• **Exercices**:
1. Extrayez du texte sur la sukka tout ce qui va de « Thoreau, l’arbre et » jusqu'à « à Jérusalem !). », sans rien changer.
2. Répondez aux questions suivantes sur le texte sur la sukka :
(a) Quel jour de la semaine l'auteur se met-il à construire sa sukka ?
(b) Pendant combien de temps la sukka servira-t-elle de résidence principale ?
(c) Qu'est-ce que les ouvriers scient : quelques branches ou l'arbre entier ?
3. Poursuivez le texte sur la sukka à partir de la dernière phrase, s'il vous plaît.

• **Extrait du document**:
Thoreau, l’arbre et ma sukka – un rêve de Sukkot
Dimanche 1er octobre / 11 Tishri. Comme de nombreux habitants de Jérusalem, je me mets au travail, en ce lendemain de Yom Kippur, pour construire la sukka qui, pour une semaine à compter de mercredi soir, me servira de résidence principale. Un travail bien modeste en comparaison de ceux effectués par les ouvriers qui, quelques mètres plus loin, sont occupés sur un chantier de rénovation / agrandissement d’un immeuble (le fameux « Tama 38 », dont le concerto en sol défoncé pour marteau-piqueur et percussions est le dernier tube à la mode à Jérusalem !).
Profitant d’une pause bien méritée, j’observe les dits ouvriers, pour m’apercevoir que leur occupation du moment n’est pas liée à la construction proprement dite : il s’agit ni plus ni moins du sciage d’un arbre qui dérangeait l’avancée du chantier. Pas quelques branches folles, non : l’arbre entier. Méthodiquement, tronçon par tronçon, l’arbre est débité. Voilà ce qui arrive à ceux qui osent faire barrage à l’avancée de la déesse Construction… que les autres arbres du quartier se le tiennent pour dit !

[Entrées de contours des zones étiquetées]
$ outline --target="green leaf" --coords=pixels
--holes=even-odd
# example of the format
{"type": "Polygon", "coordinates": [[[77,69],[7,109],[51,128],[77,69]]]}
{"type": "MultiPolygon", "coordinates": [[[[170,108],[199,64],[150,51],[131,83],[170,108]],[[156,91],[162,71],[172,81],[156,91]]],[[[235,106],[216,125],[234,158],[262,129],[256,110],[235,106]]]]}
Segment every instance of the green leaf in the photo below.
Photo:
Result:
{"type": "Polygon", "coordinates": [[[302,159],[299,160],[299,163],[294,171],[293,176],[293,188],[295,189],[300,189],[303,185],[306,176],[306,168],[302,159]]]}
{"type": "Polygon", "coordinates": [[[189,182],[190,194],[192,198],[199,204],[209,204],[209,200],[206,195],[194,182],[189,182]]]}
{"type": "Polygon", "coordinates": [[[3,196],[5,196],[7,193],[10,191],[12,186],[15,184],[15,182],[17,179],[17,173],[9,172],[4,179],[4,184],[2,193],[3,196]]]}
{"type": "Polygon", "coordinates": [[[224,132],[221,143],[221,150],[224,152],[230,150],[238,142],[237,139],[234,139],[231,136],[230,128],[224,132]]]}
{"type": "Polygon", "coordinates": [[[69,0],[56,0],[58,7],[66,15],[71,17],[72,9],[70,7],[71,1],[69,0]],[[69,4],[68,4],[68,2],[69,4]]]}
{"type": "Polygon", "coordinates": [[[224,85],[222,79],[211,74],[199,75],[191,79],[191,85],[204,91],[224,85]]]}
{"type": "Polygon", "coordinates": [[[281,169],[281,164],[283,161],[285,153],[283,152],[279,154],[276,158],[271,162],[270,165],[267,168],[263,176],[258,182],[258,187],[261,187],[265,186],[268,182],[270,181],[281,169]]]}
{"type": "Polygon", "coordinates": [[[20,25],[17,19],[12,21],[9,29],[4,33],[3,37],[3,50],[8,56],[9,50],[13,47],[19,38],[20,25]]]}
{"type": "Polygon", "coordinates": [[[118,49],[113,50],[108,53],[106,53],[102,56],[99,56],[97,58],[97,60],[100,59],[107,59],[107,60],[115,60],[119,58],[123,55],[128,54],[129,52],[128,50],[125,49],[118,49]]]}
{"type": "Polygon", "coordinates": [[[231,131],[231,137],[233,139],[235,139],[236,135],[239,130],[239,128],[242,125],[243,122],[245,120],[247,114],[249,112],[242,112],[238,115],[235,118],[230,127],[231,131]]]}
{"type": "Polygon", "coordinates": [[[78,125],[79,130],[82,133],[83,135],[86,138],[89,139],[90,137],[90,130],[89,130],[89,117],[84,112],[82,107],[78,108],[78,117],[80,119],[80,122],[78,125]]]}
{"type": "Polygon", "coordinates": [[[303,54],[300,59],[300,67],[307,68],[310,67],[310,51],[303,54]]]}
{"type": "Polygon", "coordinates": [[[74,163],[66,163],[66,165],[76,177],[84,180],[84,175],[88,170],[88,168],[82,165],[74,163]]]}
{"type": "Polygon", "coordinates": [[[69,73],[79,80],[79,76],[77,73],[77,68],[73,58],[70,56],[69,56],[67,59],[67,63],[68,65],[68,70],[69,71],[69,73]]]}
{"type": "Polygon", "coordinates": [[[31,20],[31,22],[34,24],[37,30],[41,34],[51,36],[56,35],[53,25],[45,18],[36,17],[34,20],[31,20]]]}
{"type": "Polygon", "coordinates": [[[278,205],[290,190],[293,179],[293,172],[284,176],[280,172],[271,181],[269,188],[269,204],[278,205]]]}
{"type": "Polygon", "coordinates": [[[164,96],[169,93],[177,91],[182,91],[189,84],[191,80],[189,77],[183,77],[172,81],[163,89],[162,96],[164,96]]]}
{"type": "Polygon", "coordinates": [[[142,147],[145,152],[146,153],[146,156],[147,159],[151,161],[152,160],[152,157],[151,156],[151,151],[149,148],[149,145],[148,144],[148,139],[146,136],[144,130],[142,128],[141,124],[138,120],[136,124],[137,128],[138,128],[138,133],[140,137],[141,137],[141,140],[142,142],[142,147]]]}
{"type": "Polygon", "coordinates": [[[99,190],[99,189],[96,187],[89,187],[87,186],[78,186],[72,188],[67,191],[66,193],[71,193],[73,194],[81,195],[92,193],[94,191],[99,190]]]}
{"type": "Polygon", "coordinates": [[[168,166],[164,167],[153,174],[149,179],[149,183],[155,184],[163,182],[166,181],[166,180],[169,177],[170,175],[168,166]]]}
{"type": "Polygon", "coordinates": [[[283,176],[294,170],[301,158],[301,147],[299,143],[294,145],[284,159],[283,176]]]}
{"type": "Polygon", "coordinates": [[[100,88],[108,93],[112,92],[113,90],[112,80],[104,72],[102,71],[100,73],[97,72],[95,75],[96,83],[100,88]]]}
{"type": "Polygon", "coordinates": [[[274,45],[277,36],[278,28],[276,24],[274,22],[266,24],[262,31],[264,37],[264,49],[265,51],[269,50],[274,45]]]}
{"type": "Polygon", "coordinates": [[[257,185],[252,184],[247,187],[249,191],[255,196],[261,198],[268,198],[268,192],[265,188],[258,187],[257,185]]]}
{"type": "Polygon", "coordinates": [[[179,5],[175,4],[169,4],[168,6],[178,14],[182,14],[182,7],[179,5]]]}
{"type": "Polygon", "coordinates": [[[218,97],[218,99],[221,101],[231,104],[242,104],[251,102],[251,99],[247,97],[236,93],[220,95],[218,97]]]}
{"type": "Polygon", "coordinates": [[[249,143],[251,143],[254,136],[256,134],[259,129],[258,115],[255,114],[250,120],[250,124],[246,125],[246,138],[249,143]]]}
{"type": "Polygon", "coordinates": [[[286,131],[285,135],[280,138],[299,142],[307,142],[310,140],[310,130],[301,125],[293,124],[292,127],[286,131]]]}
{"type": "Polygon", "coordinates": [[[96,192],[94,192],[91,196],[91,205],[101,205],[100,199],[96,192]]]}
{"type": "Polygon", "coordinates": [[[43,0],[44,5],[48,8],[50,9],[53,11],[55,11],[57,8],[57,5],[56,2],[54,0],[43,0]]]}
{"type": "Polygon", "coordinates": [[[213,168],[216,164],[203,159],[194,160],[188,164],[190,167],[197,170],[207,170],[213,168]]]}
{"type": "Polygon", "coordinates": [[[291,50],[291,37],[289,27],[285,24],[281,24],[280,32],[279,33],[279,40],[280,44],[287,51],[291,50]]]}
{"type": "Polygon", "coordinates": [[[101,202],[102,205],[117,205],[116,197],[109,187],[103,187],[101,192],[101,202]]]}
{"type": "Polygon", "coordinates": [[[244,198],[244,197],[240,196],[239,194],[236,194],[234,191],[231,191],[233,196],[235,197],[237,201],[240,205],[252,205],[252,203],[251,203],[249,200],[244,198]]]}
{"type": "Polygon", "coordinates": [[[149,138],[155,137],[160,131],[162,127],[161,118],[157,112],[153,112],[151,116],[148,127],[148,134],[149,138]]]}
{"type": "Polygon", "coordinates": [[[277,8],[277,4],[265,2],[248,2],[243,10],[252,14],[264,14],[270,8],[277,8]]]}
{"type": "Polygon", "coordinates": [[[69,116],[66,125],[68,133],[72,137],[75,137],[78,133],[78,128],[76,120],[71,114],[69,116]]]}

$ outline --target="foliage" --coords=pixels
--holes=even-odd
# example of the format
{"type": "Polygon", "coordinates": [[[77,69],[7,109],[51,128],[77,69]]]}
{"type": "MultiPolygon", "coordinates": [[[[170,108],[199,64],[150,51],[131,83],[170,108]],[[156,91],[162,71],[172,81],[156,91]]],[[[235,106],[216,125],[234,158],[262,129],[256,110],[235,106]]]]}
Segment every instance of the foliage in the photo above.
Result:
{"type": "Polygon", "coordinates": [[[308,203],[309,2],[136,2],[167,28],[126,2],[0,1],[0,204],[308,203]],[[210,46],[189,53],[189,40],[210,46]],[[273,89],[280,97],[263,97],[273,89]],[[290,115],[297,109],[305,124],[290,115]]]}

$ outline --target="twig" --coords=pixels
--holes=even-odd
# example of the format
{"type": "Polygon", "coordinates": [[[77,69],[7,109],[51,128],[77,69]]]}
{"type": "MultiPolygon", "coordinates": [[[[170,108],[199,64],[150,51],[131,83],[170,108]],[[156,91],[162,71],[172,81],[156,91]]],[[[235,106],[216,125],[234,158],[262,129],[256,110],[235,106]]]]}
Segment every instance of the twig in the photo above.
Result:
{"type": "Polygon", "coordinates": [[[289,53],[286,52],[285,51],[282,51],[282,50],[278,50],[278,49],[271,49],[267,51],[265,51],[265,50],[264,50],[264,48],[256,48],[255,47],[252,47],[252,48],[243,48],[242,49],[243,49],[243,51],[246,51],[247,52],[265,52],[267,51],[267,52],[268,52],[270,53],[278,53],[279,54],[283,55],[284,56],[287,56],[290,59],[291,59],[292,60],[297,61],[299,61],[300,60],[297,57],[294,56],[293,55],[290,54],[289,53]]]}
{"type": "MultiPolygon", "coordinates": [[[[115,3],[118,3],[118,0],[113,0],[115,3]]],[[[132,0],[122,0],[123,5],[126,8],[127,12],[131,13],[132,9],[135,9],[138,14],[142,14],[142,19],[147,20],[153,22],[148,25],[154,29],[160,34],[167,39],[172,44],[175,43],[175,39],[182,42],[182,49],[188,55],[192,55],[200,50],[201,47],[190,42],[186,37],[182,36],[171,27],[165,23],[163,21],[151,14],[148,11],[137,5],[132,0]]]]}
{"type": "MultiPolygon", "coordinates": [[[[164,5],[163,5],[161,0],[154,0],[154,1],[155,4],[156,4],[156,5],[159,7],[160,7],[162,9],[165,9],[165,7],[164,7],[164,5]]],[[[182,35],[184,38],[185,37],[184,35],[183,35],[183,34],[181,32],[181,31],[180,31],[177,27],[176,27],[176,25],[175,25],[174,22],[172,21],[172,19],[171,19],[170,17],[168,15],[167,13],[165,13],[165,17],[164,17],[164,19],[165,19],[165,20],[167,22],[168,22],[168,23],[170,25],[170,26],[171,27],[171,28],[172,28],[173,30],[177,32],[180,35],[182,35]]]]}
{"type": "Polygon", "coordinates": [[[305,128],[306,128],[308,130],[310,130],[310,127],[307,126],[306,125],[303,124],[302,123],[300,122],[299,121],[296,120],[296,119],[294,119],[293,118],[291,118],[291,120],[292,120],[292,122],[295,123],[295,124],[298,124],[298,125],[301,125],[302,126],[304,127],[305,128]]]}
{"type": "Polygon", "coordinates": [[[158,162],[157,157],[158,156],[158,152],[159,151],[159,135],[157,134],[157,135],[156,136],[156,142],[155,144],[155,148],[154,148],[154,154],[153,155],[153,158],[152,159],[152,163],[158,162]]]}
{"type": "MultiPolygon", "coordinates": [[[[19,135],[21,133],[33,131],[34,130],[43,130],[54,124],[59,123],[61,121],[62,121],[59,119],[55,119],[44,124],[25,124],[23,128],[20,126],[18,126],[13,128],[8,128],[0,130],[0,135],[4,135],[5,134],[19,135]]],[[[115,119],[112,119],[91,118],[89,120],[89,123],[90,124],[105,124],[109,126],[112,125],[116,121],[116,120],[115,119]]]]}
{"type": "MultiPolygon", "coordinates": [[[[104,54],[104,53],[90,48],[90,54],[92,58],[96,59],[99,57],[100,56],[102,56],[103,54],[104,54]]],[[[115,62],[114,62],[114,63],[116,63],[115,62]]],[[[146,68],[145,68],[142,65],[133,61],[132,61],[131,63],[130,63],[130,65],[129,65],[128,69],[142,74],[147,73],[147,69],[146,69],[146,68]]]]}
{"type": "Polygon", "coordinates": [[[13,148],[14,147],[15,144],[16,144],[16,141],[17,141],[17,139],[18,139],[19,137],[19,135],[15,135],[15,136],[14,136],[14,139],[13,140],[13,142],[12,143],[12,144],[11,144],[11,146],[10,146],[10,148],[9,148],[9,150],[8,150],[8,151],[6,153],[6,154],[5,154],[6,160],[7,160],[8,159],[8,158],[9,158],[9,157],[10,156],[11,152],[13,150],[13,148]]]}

• **Les réponses**:
1.
Thoreau, l’arbre et ma sukka – un rêve de Sukkot
Dimanche 1er octobre / 11 Tishri. Comme de nombreux habitants de Jérusalem, je me mets au travail, en ce lendemain de Yom Kippur, pour construire la sukka qui, pour une semaine à compter de mercredi soir, me servira de résidence principale. Un travail bien modeste en comparaison de ceux effectués par les ouvriers qui, quelques mètres plus loin, sont occupés sur un chantier de rénovation / agrandissement d’un immeuble (le fameux « Tama 38 », dont le concerto en sol défoncé pour marteau-piqueur et percussions est le dernier tube à la mode à Jérusalem !).

2.
(a) Le dimanche.
(b) Une semaine, à compter de mercredi soir.
(c) L'arbre entier.

3.
Perplexe, je regarde ma sukka, qui m’apparaît soudain sous un autre jour : plus qu’une prescription religieuse, une belle tradition ou un moyen de réunir famille et amis – toutes choses qu’elle est assurément -, la sukka me semble surtout représenter un affront à la logique adoptée par les ouvriers d’en face (ou plutôt : par ceux qui les emploient). Cette logique est on ne peut plus simple, et tient en trois mots : utilitarisme et intérêts financiers (étant entendu que la définition de ce qui est ou non utile est généralement affectée par les dits intérêts financiers); de ce point de vue, l’arbre n’ayant aucune utilité directe et représentant, de surcroît, une menace pour les intérêts financiers de l’entreprise de construction, il convient de s’en débarrasser au plus vite.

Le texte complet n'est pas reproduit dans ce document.